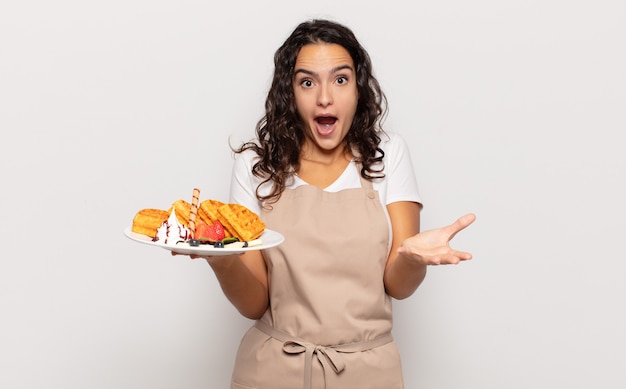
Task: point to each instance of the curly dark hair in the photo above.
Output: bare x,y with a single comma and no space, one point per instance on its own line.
280,133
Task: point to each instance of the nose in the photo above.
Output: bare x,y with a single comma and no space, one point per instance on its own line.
325,96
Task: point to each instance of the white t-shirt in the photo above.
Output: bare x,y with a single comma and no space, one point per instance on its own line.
399,183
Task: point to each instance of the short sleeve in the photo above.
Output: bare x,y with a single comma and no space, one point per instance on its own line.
401,180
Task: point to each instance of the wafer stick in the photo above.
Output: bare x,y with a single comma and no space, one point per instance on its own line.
195,199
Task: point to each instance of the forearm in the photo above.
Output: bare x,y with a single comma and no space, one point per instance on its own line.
240,285
403,277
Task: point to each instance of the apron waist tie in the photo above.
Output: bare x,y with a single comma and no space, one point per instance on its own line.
328,356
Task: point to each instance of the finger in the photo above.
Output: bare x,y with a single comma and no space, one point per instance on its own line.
461,223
- - - - -
_DIRECTIONS FOR THIS TASK_:
Scale the answer coordinates: copy every line above in full, multiplying each x and y value in the answers by 1.2 and rounding to the nearest whole number, with halves rounded up. Leave the pictures out.

_FINISHED ANSWER_:
Task: point to each instance of the curly dark hair in the photo above.
Output: bare x,y with a single comma and no space, one point per instance on its own line.
336,160
Task: point to each instance of the nose in the photo above.
Output: bare x,y with a single comma and no space, one point per instance on its own line.
390,115
Task: point to each instance of the white t-shirt in the photo above.
Output: bare x,y with a single comma and no space, one point per instance on its own line.
479,220
Task: point to each instance of the short sleeve in the photo above.
Output: bare x,y with a single comma and no space, one point per instance on its own line.
481,216
Task: point to each instance of the wafer stick in the photo above.
Output: bare x,y with a single comma and no space, one point per instance on its own line.
234,239
Task: point to each instance of the forearm in the photo above.
Output: bare x,y with a single comma and no space, one point per instance on its own line.
288,342
484,332
Task: point to each instance of the apron waist tie in the photo above.
Output: bare x,y with a single comma and no space, one point per instance on its own line.
394,427
Task: point to each instance of the finger in the photo above.
Output: bare x,y with a single comma and no space, one point per instance on its own line.
553,268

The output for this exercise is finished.